— START TASK INPUTS —
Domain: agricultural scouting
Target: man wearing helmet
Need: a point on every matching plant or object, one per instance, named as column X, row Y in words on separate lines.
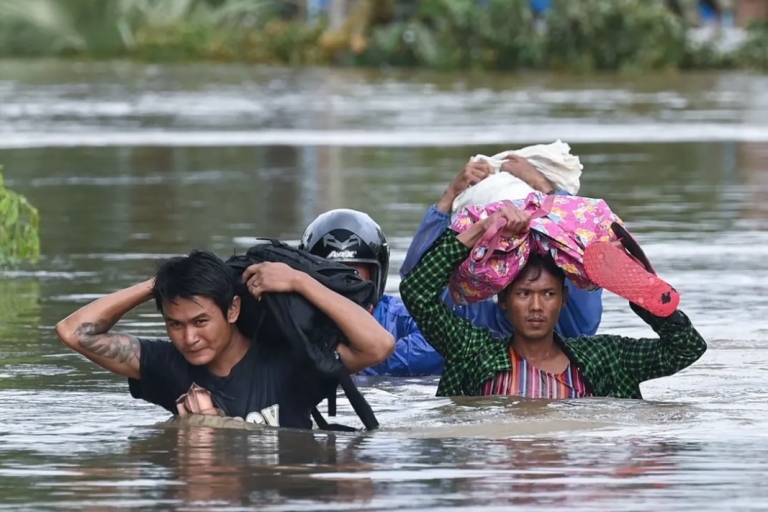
column 356, row 239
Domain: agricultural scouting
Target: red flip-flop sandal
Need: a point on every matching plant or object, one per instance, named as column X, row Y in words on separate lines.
column 610, row 267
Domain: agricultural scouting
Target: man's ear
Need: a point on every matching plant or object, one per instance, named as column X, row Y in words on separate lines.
column 234, row 310
column 501, row 299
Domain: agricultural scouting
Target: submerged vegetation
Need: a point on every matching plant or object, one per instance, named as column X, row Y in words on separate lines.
column 19, row 228
column 584, row 35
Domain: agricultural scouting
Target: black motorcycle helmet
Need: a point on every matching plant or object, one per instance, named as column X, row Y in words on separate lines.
column 349, row 236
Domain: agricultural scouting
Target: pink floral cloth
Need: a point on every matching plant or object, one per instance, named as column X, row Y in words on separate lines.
column 562, row 226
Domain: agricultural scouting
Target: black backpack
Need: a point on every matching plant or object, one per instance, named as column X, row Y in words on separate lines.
column 291, row 320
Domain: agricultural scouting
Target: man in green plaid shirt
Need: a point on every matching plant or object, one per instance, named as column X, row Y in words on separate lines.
column 536, row 362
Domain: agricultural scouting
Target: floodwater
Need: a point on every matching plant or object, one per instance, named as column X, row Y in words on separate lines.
column 129, row 163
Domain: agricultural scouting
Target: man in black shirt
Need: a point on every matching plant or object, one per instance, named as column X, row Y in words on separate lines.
column 210, row 367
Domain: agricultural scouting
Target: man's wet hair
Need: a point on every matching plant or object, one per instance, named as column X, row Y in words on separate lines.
column 535, row 266
column 201, row 274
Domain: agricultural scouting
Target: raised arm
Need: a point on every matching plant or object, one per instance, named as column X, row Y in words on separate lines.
column 369, row 342
column 87, row 330
column 422, row 289
column 678, row 346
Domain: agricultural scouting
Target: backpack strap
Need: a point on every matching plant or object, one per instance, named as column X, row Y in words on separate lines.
column 358, row 401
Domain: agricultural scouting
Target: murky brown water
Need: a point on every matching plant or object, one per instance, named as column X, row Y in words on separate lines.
column 131, row 163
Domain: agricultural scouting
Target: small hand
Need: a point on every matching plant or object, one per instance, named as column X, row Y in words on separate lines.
column 517, row 220
column 472, row 174
column 522, row 168
column 270, row 277
column 197, row 401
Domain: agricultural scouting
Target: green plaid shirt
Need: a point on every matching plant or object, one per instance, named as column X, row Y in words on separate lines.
column 610, row 365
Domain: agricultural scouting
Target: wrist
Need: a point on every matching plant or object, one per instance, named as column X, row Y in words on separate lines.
column 471, row 236
column 299, row 282
column 445, row 204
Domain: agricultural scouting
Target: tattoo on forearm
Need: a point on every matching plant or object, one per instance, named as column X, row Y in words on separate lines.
column 122, row 347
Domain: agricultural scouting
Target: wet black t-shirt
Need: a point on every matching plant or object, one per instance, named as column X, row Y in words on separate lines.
column 267, row 386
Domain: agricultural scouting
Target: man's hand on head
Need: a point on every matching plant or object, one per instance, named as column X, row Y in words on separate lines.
column 197, row 401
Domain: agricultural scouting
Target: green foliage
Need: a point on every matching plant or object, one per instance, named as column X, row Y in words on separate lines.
column 19, row 228
column 754, row 52
column 580, row 35
column 456, row 34
column 625, row 35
— END TASK INPUTS —
• **WHAT YOU WILL DO**
Pictures don't belong in the copy. Transcribe every record exactly as it appears.

• **RESULT OF THE EXERCISE**
Domain: agricultural scouting
Target: man wearing helmet
Need: a point on every matching plant or object, one per instance, named as column X, row Y in words on separate lines.
column 356, row 239
Domain: agricultural scouting
Target: red flip-flop sandal
Need: a point on every matching plant or object, one per instance, named as column X, row Y in words on separate lines.
column 610, row 267
Domain: agricultural scouting
Target: man's ear
Need: a point on every matching plant or object, one per instance, named as column X, row Y in words on separate lines.
column 234, row 310
column 501, row 299
Domain: agricultural scouting
Target: submerged vegetation
Need: a point on every matching plant or object, one per instance, named as column X, row Y in words on separate lines.
column 19, row 228
column 584, row 35
Domain: agricultural scouting
Target: black motorcycle helmet
Need: a point on every matching plant or object, one per instance, named as column X, row Y in words on separate lines.
column 349, row 236
Domain: agricultural scouting
Target: pink floral cloth
Need: a point on every matching plant or object, one per instance, named as column X, row Y in words on separate lines.
column 562, row 226
Domain: agricultural scouting
Target: black backpack
Need: a point on every matching plant or object, one per instance, named as column X, row Y in words on separate lines.
column 291, row 320
Domain: agricultural scouting
Target: man in green plaid shirt
Need: a point on every matching plant or object, one per instance, named as column X, row Y in words on separate lines.
column 536, row 362
Domain: agricultural scouting
Target: floodwater
Need: a point on every matching plant or object, one per instance, named as column X, row Y in words on separate lines.
column 129, row 163
Domain: agricultural scouting
Target: man in black shirt
Need: a point on every matching plant or object, one per instance, named as column X, row Y in words on separate lines.
column 210, row 367
Domain: agricultural scouting
Target: man's wet hair
Need: a point on every matching plant or object, one per instance, named as column X, row Y in words on separate lines.
column 535, row 266
column 201, row 274
Domain: agricultural scouting
Target: raised arm
Need: a point on every matching plant or object, one per instance, named as column X, row Y in words on separate lines.
column 369, row 342
column 87, row 330
column 422, row 289
column 678, row 346
Domain: agricultural scouting
Target: backpack strap
Need: a point on every matching plant or object, one per instance, named as column X, row Y in words on separate lines.
column 358, row 401
Domain: agricultural scouting
Target: murky brown water
Need: a point on every matching plant or object, one per instance, named as column X, row Y in words on separate lines.
column 131, row 163
Domain: agricultural scouting
Target: small hand
Need: a point on every matching plant or object, one per instance, named as column X, row Y in words on separate lines.
column 517, row 220
column 472, row 174
column 522, row 168
column 270, row 277
column 197, row 401
Domain: agricultural scouting
Target: green plaid shirt
Need: a point on every matching plant or object, one per instance, named as column X, row Y in words on separate lines.
column 610, row 365
Domain: agricultural scouting
Target: wrist
Need: a point on every matching plant or object, one per instance, named as column X, row Y in words on separate lines.
column 471, row 236
column 299, row 282
column 445, row 204
Domain: agricultural scouting
Target: tattoo on forearm
Need: a point on every matching plant or object, one per instance, named as column X, row Y in words on separate lines.
column 122, row 347
Domain: agricultural scouting
Target: wet black t-shirt
Need: a point on every matching plant or object, one per instance, named as column X, row Y in words on separate lines.
column 267, row 386
Domain: agricultural scouting
Target: man's hand on head
Need: a point on every matching plant or object, one per instance, named as column X, row Y in words on separate lines.
column 197, row 401
Domain: agricultural scouting
Target: green foliage
Need: a point on every matching plant or object, one per instance, named as column X, row Y in words on separate lines.
column 19, row 228
column 754, row 52
column 580, row 35
column 456, row 34
column 625, row 35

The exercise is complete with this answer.